# Problem set
A. In the text about the 1908 Gold King mine disaster at Gladstone, why were the doors near the main shaft temporarily closed? Answer in one or two sentences.
B. From the text about the 1908 Gold King mine disaster at Gladstone, reproduce the passage word for word from "Thursday night's fire" up to and including "Burns, Gus Olson.".

# Text

Gladstone, San Juan County, Colorado
June 4, 1908
No. Killed - 6

Rescuer Deaths

After extinguishing the blaze, five rescuers searching for 3 missing miners fell victim to toxic mine air.  In all, 6 were killed in the incident, including Victor Erickson, along with rescuers Peter McNini, Roy Coburn, Alf Johnson, A. W. Burns, and Gus Olson.  John Sunston and Otto Johnson were returned to the surface barely alive.

Thursday night's fire destroyed the engine house and also the shaft house.  The two buildings were near the doors of the main shaft and to prevent the spread of the flames and smoke to the workings of the mine, these doors were temporarily closed.  The men working on the night shift in the mine were informed of the conditions and instructed to withdraw.

Six men are dead, eight others in a dangerous condition from breathing foul air, and twenty-five to thirty more temporarily confined to their homes from weakness, due to contact with poisoned air in the Gold King mine, located at Gladstone (six miles from Silverton).  The dead: Victor Erickson, along with rescuers Peter McNini, Roy Coburn, Alf Johnson, A. W. Burns, Gus Olson.

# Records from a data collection
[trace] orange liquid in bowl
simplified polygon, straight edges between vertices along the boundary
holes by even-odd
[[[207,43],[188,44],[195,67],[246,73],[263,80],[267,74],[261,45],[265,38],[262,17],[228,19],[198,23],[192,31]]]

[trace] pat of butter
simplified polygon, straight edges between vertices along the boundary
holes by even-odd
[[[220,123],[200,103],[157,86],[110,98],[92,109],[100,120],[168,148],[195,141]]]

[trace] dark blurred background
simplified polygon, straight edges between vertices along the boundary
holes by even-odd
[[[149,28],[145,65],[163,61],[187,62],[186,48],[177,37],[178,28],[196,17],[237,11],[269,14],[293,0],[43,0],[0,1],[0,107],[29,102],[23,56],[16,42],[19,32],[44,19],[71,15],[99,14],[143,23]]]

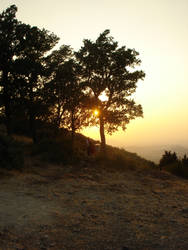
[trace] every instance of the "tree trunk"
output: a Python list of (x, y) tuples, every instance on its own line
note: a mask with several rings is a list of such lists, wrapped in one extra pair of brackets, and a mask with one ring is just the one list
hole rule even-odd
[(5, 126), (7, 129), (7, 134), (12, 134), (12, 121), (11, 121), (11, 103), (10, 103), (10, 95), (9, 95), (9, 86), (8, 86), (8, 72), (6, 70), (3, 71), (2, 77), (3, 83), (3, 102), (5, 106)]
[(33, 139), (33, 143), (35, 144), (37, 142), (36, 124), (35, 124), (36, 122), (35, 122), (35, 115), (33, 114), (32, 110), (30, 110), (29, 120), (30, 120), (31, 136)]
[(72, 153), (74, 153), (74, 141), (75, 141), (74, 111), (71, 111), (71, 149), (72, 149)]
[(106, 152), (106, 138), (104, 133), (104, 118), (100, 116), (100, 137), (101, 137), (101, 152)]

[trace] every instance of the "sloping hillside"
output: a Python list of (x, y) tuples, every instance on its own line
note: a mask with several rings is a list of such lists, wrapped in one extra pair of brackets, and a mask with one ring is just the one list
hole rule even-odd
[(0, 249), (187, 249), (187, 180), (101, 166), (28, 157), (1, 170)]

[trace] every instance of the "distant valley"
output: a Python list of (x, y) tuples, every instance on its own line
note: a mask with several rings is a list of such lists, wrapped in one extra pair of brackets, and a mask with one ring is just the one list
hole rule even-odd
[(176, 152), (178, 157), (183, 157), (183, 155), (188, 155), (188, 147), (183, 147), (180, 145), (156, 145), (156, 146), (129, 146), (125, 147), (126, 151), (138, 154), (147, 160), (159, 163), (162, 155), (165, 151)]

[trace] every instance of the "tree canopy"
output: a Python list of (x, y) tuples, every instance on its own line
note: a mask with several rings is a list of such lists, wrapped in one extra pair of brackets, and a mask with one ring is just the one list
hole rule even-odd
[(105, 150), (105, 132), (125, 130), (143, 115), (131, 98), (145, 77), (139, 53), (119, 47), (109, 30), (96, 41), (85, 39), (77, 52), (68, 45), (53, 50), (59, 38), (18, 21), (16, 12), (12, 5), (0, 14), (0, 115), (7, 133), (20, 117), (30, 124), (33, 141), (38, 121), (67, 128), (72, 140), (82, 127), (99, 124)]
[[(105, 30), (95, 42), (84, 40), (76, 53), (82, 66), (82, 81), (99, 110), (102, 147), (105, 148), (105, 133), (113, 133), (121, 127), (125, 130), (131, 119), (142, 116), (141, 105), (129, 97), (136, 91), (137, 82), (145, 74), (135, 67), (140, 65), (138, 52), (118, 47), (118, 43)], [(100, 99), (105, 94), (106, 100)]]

# Answer list
A. The doors were closed to keep the flames and smoke from the burning engine house and shaft house from spreading into the workings of the mine. Those two buildings stood near the doors of the main shaft.

B.
Thursday night's fire destroyed the engine house and also the shaft house.  The two buildings were near the doors of the main shaft and to prevent the spread of the flames and smoke to the workings of the mine, these doors were temporarily closed.  The men working on the night shift in the mine were informed of the conditions and instructed to withdraw.

Six men are dead, eight others in a dangerous condition from breathing foul air, and twenty-five to thirty more temporarily confined to their homes from weakness, due to contact with poisoned air in the Gold King mine, located at Gladstone (six miles from Silverton).  The dead: Victor Erickson, along with rescuers Peter McNini, Roy Coburn, Alf Johnson, A. W. Burns, Gus Olson.